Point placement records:
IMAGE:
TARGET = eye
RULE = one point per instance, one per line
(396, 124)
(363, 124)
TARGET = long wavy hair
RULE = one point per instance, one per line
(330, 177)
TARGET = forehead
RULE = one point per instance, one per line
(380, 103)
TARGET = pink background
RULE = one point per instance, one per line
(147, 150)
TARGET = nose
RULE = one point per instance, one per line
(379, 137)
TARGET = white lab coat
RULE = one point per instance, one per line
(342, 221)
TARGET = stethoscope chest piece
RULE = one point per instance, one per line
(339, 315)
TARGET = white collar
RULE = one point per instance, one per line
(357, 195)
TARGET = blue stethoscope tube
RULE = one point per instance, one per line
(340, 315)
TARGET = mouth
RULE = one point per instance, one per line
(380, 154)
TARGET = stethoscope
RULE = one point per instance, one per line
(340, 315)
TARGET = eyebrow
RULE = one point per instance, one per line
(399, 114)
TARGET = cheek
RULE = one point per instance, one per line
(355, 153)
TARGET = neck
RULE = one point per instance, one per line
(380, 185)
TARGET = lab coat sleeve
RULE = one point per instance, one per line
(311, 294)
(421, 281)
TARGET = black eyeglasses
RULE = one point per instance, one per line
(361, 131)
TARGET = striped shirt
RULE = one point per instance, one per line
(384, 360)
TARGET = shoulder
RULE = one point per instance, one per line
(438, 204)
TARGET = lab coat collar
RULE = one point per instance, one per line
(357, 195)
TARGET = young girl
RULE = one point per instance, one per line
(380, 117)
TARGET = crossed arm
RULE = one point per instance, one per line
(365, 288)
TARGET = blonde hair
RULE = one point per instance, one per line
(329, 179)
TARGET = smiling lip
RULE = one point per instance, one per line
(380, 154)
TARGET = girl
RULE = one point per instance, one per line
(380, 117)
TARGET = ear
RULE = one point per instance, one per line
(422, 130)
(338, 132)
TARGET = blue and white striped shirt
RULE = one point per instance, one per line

▶ **THE EXERCISE**
Render the lines above as a Markdown table with one row per line and two columns, Row and Line, skipping any blank lines.

▶ **EXPECTED ANSWER**
| Row | Line |
|---|---|
| 1 | IMAGE: |
| 2 | TARGET = eye |
| 3 | RULE = one point per instance, one per line |
| 4 | (396, 124) |
| 5 | (363, 124) |
| 6 | TARGET = long wavy hair |
| 7 | RULE = one point per instance, one per line |
| 8 | (330, 177) |
| 9 | TARGET = forehead |
| 10 | RULE = one point per instance, one per line |
| 11 | (380, 103) |
| 12 | TARGET = pink background |
| 13 | RULE = one point per instance, one per line |
| 14 | (147, 150) |
| 15 | TARGET = nose |
| 16 | RULE = one point per instance, one per line |
| 17 | (379, 137) |
| 18 | TARGET = white lab coat |
| 19 | RULE = one point per instance, one per line |
| 20 | (342, 221) |
| 21 | TARGET = stethoscope chest piece |
| 22 | RULE = one point per instance, one per line |
| 23 | (339, 315) |
| 24 | TARGET = white collar |
| 25 | RULE = one point per instance, one per line |
| 26 | (357, 195) |
| 27 | TARGET = blue stethoscope tube |
| 28 | RULE = one point per instance, one per line |
| 29 | (340, 315) |
| 30 | TARGET = mouth |
| 31 | RULE = one point per instance, one per line |
| 32 | (380, 154) |
| 33 | TARGET = stethoscope |
| 34 | RULE = one point per instance, one per line |
| 35 | (340, 315) |
| 36 | TARGET = eyebrow |
| 37 | RULE = one point per instance, one per line |
| 38 | (399, 114) |
| 39 | TARGET = cheek |
| 40 | RULE = one point per instance, one per line |
| 41 | (355, 153) |
| 42 | TARGET = neck |
| 43 | RULE = one point per instance, one per line |
| 44 | (380, 185) |
| 45 | TARGET = lab coat sleeve |
| 46 | RULE = one point per instance, one per line |
| 47 | (311, 294) |
| 48 | (421, 281) |
| 49 | TARGET = black eyeglasses |
| 50 | RULE = one point per instance, one per line |
| 51 | (361, 131) |
| 52 | TARGET = striped shirt |
| 53 | RULE = one point per instance, one per line |
| 54 | (384, 360) |
| 55 | TARGET = shoulder |
| 56 | RULE = one point per instance, one per line |
| 57 | (438, 204) |
| 58 | TARGET = lab coat collar |
| 59 | RULE = one point per instance, one per line |
| 60 | (357, 195) |
| 61 | TARGET = young girl |
| 62 | RULE = one point per instance, one per line |
| 63 | (380, 117) |
| 64 | TARGET = crossed arm |
| 65 | RULE = one point per instance, one per line |
| 66 | (365, 288) |
| 67 | TARGET = blonde hair |
| 68 | RULE = one point per instance, one per line |
| 69 | (329, 179) |
| 70 | TARGET = smiling lip |
| 71 | RULE = one point per instance, one per line |
| 72 | (380, 154) |
| 73 | TARGET = girl |
| 74 | RULE = one point per instance, one per line |
| 75 | (380, 117) |
| 76 | TARGET = ear |
| 77 | RULE = one point per instance, one per line |
| 78 | (422, 130) |
| 79 | (338, 132) |
| 80 | TARGET = blue and white striped shirt |
| 81 | RULE = one point per instance, one per line |